▶ **What you are asked to do**: Copy each of the following items line for line, reproducing every character without alteration.

▶ **Given information**:
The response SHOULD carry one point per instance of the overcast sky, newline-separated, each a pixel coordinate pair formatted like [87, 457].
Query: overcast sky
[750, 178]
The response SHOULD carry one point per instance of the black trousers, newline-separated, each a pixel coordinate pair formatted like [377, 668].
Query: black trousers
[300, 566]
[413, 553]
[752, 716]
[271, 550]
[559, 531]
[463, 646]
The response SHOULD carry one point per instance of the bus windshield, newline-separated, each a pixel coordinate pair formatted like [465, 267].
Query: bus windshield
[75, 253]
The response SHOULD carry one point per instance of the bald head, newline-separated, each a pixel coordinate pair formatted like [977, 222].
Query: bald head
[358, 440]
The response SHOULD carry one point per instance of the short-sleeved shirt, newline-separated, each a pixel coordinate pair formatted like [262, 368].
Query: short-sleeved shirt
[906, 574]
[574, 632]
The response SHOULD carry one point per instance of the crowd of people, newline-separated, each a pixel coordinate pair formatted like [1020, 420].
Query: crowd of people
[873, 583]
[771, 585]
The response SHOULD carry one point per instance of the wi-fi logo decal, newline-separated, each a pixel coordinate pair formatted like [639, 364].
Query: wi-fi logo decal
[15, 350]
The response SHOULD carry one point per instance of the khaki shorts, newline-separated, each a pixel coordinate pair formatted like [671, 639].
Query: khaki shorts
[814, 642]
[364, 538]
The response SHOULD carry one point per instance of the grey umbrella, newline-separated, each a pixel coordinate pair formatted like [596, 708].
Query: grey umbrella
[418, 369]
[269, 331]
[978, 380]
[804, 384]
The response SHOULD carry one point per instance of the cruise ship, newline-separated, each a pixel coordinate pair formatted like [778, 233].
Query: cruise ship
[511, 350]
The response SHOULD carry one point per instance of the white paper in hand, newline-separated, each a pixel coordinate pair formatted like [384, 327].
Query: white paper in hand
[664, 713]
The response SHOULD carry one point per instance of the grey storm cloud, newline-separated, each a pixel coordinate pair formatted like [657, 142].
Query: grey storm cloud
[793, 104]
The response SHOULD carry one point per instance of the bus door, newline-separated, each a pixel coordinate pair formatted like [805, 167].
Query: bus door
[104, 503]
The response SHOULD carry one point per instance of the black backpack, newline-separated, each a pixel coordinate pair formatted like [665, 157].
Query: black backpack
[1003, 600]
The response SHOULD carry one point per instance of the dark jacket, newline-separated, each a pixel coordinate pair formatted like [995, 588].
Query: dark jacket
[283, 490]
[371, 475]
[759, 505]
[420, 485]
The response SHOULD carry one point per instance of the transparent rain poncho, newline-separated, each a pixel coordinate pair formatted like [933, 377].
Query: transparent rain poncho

▶ **Answer for this exercise**:
The response SHOULD carry one point per instance of the overcast sky, newline-separated, each a pixel coordinate pair formatted like [87, 457].
Query: overcast sky
[750, 178]
The response SHOULD carry one point per instance of the black trousers, newline-separated, each a pixel coordinate pair formatted like [377, 668].
Query: black trousers
[300, 566]
[413, 553]
[752, 716]
[271, 550]
[559, 531]
[463, 646]
The response SHOULD carry one point per instance of the bus windshield, newline-separated, each a pixel coordinate pair formatted like [465, 267].
Query: bus windshield
[75, 253]
The response SHOULD carry one point per instance of the bald head, newline-separated, each a pixel coordinate pair formatted like [977, 222].
Query: bald head
[358, 440]
The response SHOULD carry one point per instance of the short-sleeved shirt, newline-separated, each a pixel coordinate pair formatted like [262, 368].
Query: short-sleeved shirt
[906, 574]
[574, 632]
The response SHOULD carry one point per instance of the crowd of people, newline-separated, each a pixel coordinate pair formatted like [1020, 420].
Query: crowd of people
[873, 583]
[771, 585]
The response SHOULD carry one point per instance of the wi-fi logo decal, newline-separated, each a pixel coordinate pair formatted like [639, 364].
Query: wi-fi logo decal
[15, 350]
The response SHOULD carry one point per instance of the khaki shorts, newline-separated, each a pixel coordinate pair formatted like [671, 639].
Query: khaki shorts
[814, 642]
[364, 538]
The response SHOULD carry one point per instance of the grey umbrella, newline-separated, each a pixel coordinate pair formatted like [596, 708].
Query: grey umbrella
[418, 369]
[269, 331]
[978, 380]
[804, 384]
The response SHOULD carry one point per instance of the cruise ship, newline-separated, each a pixel coordinate pair formatted like [778, 233].
Query: cruise ship
[511, 350]
The response SHOULD carry one point per instance of the white paper in hand, newline-separated, each a pixel coordinate pair formatted like [384, 327].
Query: white paper in hand
[664, 713]
The response SHOULD carry one point per instance of the grey storm cloud, newline-separated, each a pixel coordinate pair formatted like [657, 142].
Query: grey storm cloud
[793, 104]
The response SHOULD carry one point per instance of the bus door, newline-separated, each a pixel coordinate pair formatted like [805, 167].
Query: bus door
[104, 503]
The response SHOULD carry one point per instance of the black backpack, newline-separated, each a pixel coordinate pair formatted like [665, 157].
Query: black backpack
[1003, 600]
The response SHOULD carry one point per instance of the dark jacket, newline-separated, each a pixel coordinate pair formatted like [995, 588].
Query: dark jacket
[283, 490]
[371, 475]
[759, 505]
[420, 485]
The response SHOULD carry one point per instance of the transparent rain poncho, newline-separated, each a pixel coordinate pair formatted like [933, 377].
Query: transparent rain poncho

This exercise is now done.